Passage shown ::
- Opening Delimiter -
Pubdate: Sat, 3 Oct 2009
Source: Wall Street Journal (US)
Copyright: 2009 Dow Jones & Company, Inc.
Author: Stu Woo
Cited: California NORML
Cited: Marijuana Policy Project
Bookmark: (Marijuana - California)


SAN FRANCISCO -- A majority of Californians in recent polls say the 
state should legalize marijuana. What pot proponents can't agree on 
is how soon voters will really be ready to approve legalization.

A schism has emerged among California's pot-legalization advocates. 
On one side are those pushing to get a proposition to voters quickly, 
including activists such as Richard Lee, who last month began 
collecting signatures to put a pot-legalization measure on the 
state's November 2010 ballot.

On the other side is a go-slow camp calling for a 2012 vote, 
including activists like Dale Gieringer, director of the California 
chapter of the National Organization to Reform Marijuana Laws, or 
Norml. "I do think it will take a few more years for us to develop a 
proposal that voters will be comfortable with," said Mr. Gieringer.

In recent elections, Californians have been less liberal than their 
free-thinking image would suggest. That has led to sharp rifts over 
strategy among proponents of a number of liberal causes in the state. 
The pot schism mirrors a split in another cause -- the effort to 
overturn Proposition 8, which in 2008 banned same-sex marriage -- 
where advocates likewise disagree over whether to put a measure on 
the ballot next year or to wait until 2012.

It is clear to both the 2010 and 2012 supporters that pot 
legalization faces significant hurdles in California. While pot is 
already widely available under the state's medical-marijuana laws, 
and an April Field Poll found that 56% of Californians would support 
legalizing and taxing marijuana sales to help with the state's budget 
crisis, there is a significant anti-legalization lobby that is 
gearing up to fight any pot proposition.

"I don't think it matters if it's in 2010 or 2012," said John Lovell, 
a lobbyist for California police groups, "once the public understands 
what we're talking about."

Mr. Lovell said a case in point was the 2008 defeat of Proposition 5, 
which would have reduced the criminal consequences of drug 
possession. Internal polling by a campaign to defeat the measure 
initially showed it passing with 68% approval, said Mr. Lovell, who 
was chairman of the campaign. But voters changed course and defeated 
it with 60% disapproval. Law-enforcement groups who campaigned 
against that proposition are ready to battle any new marijuana 
initiative, he said.
- Closing Delimiter -
Directions ::
Answer these questions about the article on California marijuana legalization:
1. On which ballot did Richard Lee seek to place his pot-legalization measure?
2. What percentage of Californians did the April Field Poll find would support legalizing and taxing marijuana sales?
3. With what percentage of disapproval did voters defeat Proposition 5?
The records have nothing to do with this article.

Extracted material ::
- Opening Delimiter -
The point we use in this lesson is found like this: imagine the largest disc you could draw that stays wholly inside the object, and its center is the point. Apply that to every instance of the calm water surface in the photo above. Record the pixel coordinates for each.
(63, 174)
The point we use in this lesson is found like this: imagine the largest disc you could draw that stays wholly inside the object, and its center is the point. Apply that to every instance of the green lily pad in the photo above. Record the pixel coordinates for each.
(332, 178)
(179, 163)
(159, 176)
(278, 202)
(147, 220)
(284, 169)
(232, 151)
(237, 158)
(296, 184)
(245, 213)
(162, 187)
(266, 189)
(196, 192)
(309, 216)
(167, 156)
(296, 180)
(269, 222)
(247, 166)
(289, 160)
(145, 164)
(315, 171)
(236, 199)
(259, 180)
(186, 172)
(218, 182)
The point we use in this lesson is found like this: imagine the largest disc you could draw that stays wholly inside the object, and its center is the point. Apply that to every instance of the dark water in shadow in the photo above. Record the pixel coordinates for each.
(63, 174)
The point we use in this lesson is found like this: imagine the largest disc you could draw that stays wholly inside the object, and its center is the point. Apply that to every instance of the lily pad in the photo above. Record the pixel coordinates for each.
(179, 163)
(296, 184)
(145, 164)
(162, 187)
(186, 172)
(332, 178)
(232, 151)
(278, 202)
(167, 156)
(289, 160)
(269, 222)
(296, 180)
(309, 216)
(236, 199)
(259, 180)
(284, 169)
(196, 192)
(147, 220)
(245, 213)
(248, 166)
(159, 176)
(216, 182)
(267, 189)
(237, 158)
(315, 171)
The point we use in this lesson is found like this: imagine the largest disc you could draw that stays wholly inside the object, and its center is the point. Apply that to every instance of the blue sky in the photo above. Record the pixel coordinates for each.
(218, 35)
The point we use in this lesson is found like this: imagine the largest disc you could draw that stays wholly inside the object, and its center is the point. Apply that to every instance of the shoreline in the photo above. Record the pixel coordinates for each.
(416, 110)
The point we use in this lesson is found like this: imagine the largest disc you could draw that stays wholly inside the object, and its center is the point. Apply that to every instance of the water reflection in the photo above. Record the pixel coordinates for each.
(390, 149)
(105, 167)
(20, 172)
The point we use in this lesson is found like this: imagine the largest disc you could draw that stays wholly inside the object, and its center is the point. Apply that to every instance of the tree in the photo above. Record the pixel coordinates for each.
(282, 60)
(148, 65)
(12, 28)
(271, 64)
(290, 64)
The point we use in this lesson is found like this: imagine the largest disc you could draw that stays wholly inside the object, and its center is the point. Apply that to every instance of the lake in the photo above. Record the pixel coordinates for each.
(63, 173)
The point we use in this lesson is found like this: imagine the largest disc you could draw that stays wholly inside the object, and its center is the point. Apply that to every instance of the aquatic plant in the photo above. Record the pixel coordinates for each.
- Closing Delimiter -
Result ::
1. The state's November 2010 ballot.
2. 56%.
3. 60%.